Collected data entries
== Segment start ==

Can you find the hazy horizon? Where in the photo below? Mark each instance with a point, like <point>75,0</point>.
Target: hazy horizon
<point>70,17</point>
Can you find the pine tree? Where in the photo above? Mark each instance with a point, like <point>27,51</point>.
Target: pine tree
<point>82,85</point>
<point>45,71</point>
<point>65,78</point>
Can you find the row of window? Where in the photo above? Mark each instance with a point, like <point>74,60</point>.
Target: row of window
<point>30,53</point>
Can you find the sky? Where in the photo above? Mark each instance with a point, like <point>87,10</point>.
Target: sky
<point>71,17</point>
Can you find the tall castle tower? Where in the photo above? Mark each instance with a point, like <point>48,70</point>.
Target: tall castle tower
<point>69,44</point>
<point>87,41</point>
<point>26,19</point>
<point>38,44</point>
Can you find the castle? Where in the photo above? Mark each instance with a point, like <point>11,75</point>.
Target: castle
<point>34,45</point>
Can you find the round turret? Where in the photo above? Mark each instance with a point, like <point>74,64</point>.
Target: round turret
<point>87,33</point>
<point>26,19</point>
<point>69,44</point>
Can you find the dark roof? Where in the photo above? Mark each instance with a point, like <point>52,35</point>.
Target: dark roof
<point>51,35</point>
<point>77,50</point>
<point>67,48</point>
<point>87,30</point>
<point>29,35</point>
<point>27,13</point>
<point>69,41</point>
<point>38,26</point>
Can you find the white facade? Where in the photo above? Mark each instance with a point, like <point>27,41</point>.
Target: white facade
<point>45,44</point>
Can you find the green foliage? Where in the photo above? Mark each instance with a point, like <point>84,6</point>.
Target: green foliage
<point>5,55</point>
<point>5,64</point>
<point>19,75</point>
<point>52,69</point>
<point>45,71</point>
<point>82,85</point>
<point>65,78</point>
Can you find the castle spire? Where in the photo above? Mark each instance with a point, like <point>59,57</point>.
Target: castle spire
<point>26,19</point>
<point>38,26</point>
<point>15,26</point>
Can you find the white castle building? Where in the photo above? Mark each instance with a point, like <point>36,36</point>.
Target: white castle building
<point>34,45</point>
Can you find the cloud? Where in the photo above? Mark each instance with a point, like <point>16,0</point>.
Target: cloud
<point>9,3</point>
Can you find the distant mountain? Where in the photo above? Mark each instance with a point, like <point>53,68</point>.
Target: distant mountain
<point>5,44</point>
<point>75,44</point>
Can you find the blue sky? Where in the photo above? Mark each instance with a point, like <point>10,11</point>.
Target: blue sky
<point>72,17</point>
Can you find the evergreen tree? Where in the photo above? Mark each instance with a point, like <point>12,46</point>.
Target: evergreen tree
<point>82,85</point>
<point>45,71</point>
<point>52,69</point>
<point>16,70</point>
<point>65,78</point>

== Segment end ==

**ACTIVITY**
Each record above has to be printed again, word for word.

**RESULT**
Can you find the hazy horizon? Where in the photo below? Mark each instance with a point, like <point>75,0</point>.
Target: hazy horizon
<point>70,17</point>
Can you find the pine tree? Where in the photo above? Mark each instance with a point, like <point>27,51</point>.
Target: pine tree
<point>82,85</point>
<point>45,71</point>
<point>65,78</point>
Can you find the row of window? Where in the photo above? Mark each instance with a point, like <point>74,60</point>.
Target: row of window
<point>30,53</point>
Can you find the sky? Where in the photo above? Mark each instance with a point, like <point>87,10</point>.
Target: sky
<point>71,17</point>
Can you find the tall castle tower? Where in the photo above? Mark each instance with a point, like <point>48,70</point>.
Target: tall castle tower
<point>69,44</point>
<point>87,41</point>
<point>26,19</point>
<point>38,44</point>
Can you find the castle? Where in the photo above? Mark each instance with a point, like <point>11,75</point>.
Target: castle
<point>34,45</point>
Can you find the round turret? Where in the photo above? Mark each instance with a point, like <point>74,64</point>.
Target: round turret
<point>87,33</point>
<point>26,19</point>
<point>69,44</point>
Can you find the dark roof? Where in the photo above? Mark each instance with a point, like <point>52,35</point>.
Target: dark roof
<point>51,35</point>
<point>77,50</point>
<point>67,48</point>
<point>87,30</point>
<point>29,35</point>
<point>27,13</point>
<point>69,41</point>
<point>38,26</point>
Can you find the white facade? Where in the photo above? Mark each instance with a point, like <point>27,41</point>.
Target: white facade
<point>45,44</point>
Can you find the green foliage? Where in the photo above? Mark each instance with a point, like <point>84,6</point>.
Target: green foliage
<point>5,55</point>
<point>5,64</point>
<point>19,75</point>
<point>52,69</point>
<point>45,71</point>
<point>82,85</point>
<point>65,78</point>
Can you find the castle spire? Where in the photo above? Mark each instance with a point, like <point>59,57</point>.
Target: castle spire
<point>26,19</point>
<point>38,26</point>
<point>15,26</point>
Can you find the white castle building? Where in the photo above? Mark each instance with a point, like <point>36,36</point>.
Target: white castle building
<point>34,45</point>
Can you find the cloud? Where in the photo above? Mark each instance with a point, like <point>16,0</point>.
Target: cloud
<point>9,3</point>
Can you find the distant mountain? Where in the photo above? Mark each instance with a point, like <point>53,68</point>.
Target: distant mountain
<point>5,44</point>
<point>75,44</point>
Can you find the blue sky? Where in the photo above? Mark each instance with a point, like <point>10,11</point>.
Target: blue sky
<point>72,17</point>
Can you find the evergreen tree? Where in the photo above? Mark each instance with a point, like <point>12,46</point>.
Target: evergreen tree
<point>82,85</point>
<point>45,71</point>
<point>52,69</point>
<point>16,70</point>
<point>65,78</point>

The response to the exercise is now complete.